Stardust vola a Dubai. La media agency punta all’estero e guarda al lusso
“Potrebbe esserci una nuova Stardust a Dubai basata sul lusso”. L’annuncio è di Matteo Luca Brilli, client partner e Strategy di Stardust, la media agency più innovativa in Italia specializzata nella produzione e distribuzione di contenuti digitali sui social media per i più giovani. Fondata nel maggio 2020, la start up nel solo 2021 ha prodotto 1 milione di contenuti e gestito circa 300 campagne social per 70 brand. Attrae oltre 500 creator, influencer e ambassador, la cui attività ha generato nell’ultimo anno oltre 15 miliardi di visualizzazioni. Una realtà di successo acquisita qualche mese fa, per il 30%, dal Gruppo Gedi. A margine di una lezione tenuta al Master in comunicazione all’Università Luiss, abbiamo avuto l’occasione di approfondire con Brilli gli sviluppi di un mercato che in Italia è ancora in fase embrionale ma che all’estero è una professione riconosciuta e ben avviata. E di farci anticipare anche qualche novità in cantiere.
Si fa sempre più un gran parlare di influencer marketing. Ci racconti meglio di cosa si tratta?
L’influencer marketing si sta diffondendo a un ritmo elevatissimo, ma sono poche le aziende e le agenzie che lo fanno bene. È un po’ come quando dieci anni fa si aprivano i profili Instagram o le pagine Facebook per le aziende senza sapere cosa fare. Se prima si usavano i calciatori o le veline, oggi si punta sui personaggi di Tik Tok per le pubblicità. Questo però è fare adv, l’influencer marketing è altro. La differenza è nell’impostazione della strategia e quindi nell’ascolto delle fanbase, nell’analisi dell’engagement race e nella condivisione dei valori tra l’influencer e la marca o il prodotto.

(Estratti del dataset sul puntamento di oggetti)
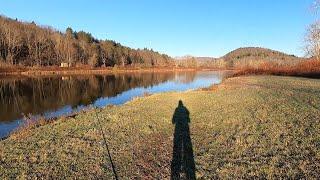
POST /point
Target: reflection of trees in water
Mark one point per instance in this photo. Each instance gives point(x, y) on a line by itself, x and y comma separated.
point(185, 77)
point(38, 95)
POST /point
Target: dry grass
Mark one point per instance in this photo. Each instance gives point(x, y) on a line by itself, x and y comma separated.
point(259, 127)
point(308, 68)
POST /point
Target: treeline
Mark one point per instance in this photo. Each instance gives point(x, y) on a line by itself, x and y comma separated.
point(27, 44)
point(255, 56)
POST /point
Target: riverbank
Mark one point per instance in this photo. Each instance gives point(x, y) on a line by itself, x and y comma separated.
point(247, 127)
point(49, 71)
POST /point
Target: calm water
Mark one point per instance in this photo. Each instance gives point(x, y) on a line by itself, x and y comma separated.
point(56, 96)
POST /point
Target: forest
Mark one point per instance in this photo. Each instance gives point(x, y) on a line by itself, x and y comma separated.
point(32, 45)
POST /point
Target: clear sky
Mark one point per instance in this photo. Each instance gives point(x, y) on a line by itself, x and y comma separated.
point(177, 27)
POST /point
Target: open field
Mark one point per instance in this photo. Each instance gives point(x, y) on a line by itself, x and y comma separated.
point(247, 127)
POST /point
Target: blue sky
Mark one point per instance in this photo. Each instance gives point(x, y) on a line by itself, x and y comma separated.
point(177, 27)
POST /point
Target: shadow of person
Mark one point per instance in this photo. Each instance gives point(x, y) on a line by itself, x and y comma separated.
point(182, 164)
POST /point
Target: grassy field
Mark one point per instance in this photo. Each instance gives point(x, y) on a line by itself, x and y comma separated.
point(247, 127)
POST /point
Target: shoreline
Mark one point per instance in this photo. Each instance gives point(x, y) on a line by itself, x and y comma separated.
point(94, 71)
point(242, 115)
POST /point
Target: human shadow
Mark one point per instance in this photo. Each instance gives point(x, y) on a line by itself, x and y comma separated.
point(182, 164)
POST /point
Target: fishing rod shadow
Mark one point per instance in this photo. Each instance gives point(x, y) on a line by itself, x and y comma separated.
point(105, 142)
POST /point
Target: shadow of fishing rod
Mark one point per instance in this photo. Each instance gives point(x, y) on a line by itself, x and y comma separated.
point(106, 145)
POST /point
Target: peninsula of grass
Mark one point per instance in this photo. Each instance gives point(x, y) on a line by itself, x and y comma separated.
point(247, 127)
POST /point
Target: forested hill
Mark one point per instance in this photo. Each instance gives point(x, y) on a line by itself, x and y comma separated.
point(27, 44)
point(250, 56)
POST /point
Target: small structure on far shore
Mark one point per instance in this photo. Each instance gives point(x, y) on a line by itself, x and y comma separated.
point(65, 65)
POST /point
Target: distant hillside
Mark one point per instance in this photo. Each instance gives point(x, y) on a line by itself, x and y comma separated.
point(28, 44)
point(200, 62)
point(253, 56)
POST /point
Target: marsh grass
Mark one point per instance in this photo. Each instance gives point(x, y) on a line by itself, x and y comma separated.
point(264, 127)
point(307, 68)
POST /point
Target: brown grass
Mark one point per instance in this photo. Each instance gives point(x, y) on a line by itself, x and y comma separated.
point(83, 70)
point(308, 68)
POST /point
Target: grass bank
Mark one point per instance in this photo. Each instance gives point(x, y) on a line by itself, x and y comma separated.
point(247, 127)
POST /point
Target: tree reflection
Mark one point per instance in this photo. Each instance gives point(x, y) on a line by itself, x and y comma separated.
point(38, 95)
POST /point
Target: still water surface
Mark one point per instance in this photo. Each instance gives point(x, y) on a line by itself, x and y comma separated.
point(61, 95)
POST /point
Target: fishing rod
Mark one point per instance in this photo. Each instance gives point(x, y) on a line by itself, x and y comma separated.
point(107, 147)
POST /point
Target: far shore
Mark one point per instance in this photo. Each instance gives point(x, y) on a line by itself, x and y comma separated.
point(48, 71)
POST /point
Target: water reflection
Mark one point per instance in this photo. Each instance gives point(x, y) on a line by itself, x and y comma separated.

Compiti richiesti:
**1)** Estrai dall'intervista su Stardust il passo che comincia con "L’influencer marketing si" e termina con "o il prodotto.".
**2)** Traduci in inglese questa frase dell'intervista su Stardust: "Fondata nel maggio 2020, la start up nel solo 2021 ha prodotto 1 milione di contenuti e gestito circa 300 campagne social per 70 brand."
**3)** Prosegui l'intervista su Stardust dopo l'ultima risposta riportata.

Risposte in ordine:
**1)**
L’influencer marketing si sta diffondendo a un ritmo elevatissimo, ma sono poche le aziende e le agenzie che lo fanno bene. È un po’ come quando dieci anni fa si aprivano i profili Instagram o le pagine Facebook per le aziende senza sapere cosa fare. Se prima si usavano i calciatori o le veline, oggi si punta sui personaggi di Tik Tok per le pubblicità. Questo però è fare adv, l’influencer marketing è altro. La differenza è nell’impostazione della strategia e quindi nell’ascolto delle fanbase, nell’analisi dell’engagement race e nella condivisione dei valori tra l’influencer e la marca o il prodotto.

**2)** Founded in May 2020, the startup produced 1 million pieces of content and managed about 300 social campaigns for 70 brands in 2021 alone.

**3)**
Qual è l’impatto del successo su TikTok nelle vite dei ragazzi e delle ragazze?
Difficilmente percepiscono la differenza tra la loro vita e il loro personaggio. I ragazzi di Stardust House sono loro stessi sempre, a volte è persino difficile farli lavorare con i brand in un certo modo o mantenere una relazione più professionale con determinate realtà.
Cosa succede quando i ragazzi non hanno più successo sui social?
Oggi qualcuno tenta la strada della televisione, altri quella del canto. Secondo me però vedremo nascere una serie di professioni come la content creator o il content curation. Sicuramente le agenzie di comunicazione avranno bisogno di persone che conoscono i social, che sappiano fare le transizioni, seguire i trend e montare video. Vedremo sempre più backstage per questo c’è bisogno sia dei cantanti che degli attori, ma anche dei tecnici. Alcuni ragazzi stanno seguendo la prima strada, altri la seconda.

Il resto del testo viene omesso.